* [DATASET CONTENT]:
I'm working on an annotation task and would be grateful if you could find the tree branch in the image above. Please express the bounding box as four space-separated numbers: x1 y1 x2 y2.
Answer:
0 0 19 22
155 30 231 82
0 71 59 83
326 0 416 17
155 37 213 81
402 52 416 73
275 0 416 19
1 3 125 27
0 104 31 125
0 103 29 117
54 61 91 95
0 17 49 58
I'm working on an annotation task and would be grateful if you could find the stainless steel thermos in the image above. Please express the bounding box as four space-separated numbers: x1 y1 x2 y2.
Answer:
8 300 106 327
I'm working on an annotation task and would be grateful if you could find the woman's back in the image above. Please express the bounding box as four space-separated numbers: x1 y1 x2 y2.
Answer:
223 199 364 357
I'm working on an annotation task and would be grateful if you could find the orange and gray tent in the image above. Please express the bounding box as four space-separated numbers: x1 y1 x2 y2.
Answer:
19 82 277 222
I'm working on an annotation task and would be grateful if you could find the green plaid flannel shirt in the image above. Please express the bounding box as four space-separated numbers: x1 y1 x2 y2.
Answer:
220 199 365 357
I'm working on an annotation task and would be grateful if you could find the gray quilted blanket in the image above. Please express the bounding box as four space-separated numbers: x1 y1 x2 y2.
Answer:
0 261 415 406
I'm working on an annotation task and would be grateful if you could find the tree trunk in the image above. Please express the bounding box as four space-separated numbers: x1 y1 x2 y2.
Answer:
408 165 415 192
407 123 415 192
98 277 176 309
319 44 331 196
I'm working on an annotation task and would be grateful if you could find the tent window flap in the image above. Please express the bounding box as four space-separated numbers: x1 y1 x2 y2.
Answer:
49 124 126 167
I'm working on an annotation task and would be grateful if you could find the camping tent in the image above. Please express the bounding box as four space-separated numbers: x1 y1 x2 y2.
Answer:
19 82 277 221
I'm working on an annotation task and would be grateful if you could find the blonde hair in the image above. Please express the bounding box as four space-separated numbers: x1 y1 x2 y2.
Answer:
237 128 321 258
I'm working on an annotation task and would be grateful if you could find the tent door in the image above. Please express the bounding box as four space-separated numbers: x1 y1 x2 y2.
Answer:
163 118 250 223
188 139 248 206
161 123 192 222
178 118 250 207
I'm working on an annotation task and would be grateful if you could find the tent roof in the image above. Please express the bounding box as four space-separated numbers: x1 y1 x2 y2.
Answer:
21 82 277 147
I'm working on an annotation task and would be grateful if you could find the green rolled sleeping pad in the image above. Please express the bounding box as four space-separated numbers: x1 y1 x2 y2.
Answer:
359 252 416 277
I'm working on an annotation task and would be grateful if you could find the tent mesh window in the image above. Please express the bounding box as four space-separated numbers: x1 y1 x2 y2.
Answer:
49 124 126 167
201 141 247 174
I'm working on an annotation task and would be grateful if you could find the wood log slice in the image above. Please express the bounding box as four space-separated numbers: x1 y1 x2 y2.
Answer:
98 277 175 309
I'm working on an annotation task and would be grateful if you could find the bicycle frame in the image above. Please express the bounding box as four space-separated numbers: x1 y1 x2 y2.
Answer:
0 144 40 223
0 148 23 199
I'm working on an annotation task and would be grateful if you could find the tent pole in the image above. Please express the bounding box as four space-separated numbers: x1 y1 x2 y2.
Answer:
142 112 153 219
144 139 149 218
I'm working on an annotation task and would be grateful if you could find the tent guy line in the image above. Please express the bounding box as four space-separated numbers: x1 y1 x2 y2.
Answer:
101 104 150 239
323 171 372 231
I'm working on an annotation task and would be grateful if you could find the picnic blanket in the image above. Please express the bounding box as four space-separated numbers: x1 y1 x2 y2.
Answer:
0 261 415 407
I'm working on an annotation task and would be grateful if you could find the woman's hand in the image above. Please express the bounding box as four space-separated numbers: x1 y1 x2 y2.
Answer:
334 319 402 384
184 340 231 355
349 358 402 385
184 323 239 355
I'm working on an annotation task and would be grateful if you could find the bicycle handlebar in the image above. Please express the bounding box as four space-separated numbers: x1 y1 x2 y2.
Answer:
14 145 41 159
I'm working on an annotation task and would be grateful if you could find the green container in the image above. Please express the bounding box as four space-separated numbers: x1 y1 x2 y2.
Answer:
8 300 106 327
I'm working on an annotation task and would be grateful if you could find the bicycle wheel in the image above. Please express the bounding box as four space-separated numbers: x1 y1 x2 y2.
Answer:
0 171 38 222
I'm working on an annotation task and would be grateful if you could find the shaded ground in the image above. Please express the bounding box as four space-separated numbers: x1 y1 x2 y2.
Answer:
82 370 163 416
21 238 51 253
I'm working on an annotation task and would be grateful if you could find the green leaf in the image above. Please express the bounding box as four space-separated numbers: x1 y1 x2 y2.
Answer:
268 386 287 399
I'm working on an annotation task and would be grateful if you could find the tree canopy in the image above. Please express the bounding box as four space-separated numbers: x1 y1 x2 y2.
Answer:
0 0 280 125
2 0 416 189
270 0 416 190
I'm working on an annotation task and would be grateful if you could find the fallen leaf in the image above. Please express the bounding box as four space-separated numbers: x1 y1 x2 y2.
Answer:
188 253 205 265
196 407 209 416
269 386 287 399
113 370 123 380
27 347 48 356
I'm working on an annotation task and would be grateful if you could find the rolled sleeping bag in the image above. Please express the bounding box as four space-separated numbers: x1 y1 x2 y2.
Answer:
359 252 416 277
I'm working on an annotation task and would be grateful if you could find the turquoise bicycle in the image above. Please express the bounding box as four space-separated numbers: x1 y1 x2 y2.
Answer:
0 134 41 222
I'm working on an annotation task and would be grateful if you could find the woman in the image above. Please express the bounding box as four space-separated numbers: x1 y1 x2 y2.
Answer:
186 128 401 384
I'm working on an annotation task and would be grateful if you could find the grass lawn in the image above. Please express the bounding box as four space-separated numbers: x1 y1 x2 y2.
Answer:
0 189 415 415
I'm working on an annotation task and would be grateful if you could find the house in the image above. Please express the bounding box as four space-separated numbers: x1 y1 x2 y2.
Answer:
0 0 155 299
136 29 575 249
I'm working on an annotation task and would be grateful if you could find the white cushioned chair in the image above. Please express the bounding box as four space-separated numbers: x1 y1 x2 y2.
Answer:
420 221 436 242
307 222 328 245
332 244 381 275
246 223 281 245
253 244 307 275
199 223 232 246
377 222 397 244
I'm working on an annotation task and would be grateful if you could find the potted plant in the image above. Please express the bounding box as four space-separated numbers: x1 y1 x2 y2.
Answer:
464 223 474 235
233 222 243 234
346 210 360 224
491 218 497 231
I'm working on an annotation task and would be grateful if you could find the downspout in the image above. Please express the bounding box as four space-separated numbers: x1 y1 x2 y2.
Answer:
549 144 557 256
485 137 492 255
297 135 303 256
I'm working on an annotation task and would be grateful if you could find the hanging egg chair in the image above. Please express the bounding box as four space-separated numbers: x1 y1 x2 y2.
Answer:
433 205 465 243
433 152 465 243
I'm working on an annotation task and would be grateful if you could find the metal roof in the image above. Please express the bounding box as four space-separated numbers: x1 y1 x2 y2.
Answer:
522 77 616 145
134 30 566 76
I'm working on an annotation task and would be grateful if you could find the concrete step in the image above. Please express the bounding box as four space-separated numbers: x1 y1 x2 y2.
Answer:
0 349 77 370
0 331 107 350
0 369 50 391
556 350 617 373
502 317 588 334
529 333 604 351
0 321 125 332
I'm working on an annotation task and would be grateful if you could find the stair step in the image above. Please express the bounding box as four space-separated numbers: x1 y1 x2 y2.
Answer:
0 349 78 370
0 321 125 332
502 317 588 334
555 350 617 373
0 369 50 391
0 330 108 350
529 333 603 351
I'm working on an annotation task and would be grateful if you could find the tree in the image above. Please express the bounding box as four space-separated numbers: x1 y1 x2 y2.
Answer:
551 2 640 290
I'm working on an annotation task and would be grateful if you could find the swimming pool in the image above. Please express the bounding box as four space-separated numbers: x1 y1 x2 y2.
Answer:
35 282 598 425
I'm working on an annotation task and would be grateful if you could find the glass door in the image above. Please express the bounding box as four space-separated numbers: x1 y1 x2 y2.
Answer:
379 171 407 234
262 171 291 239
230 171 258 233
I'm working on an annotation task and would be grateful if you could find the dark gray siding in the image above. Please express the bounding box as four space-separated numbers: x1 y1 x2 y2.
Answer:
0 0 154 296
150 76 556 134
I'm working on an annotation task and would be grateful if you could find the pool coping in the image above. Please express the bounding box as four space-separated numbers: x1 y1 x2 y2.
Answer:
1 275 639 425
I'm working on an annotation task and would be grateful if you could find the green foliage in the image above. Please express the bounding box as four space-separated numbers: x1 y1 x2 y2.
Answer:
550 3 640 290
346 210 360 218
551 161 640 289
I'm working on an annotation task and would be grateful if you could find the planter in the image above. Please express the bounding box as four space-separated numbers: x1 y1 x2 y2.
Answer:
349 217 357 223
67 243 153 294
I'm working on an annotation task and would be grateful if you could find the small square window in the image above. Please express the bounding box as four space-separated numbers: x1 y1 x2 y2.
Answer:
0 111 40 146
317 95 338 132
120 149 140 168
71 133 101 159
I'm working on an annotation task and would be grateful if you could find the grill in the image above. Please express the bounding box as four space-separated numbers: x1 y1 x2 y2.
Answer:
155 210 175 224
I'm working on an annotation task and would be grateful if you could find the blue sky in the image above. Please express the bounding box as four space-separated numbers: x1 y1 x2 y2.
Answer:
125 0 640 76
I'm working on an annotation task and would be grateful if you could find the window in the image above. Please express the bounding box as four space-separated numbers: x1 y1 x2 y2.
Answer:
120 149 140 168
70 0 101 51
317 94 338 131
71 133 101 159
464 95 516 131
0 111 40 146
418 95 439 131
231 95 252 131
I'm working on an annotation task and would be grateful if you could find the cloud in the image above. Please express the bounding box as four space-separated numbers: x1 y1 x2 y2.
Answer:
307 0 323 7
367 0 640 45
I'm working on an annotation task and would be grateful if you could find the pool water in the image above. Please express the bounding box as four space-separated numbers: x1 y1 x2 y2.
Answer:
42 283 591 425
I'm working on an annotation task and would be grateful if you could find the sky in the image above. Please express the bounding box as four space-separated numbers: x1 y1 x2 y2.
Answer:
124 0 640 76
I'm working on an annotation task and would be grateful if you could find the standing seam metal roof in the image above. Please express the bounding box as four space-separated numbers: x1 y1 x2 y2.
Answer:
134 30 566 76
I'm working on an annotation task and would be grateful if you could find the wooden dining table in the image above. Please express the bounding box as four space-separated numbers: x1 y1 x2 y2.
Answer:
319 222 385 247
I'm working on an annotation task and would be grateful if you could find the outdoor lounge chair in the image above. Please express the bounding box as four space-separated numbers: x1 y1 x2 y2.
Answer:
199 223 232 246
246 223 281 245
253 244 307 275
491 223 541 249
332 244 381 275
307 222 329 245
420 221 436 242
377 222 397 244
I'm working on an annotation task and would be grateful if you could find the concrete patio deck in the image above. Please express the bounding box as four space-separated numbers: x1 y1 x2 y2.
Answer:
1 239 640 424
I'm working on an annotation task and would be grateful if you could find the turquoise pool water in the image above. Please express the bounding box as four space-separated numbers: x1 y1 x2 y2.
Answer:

* [HOW TO COMPLETE THIS TASK]:
Some lines of the records above contain the word "rolled". How many are there? Reply with the number alone.

* [RESULT OF THIS TASK]:
2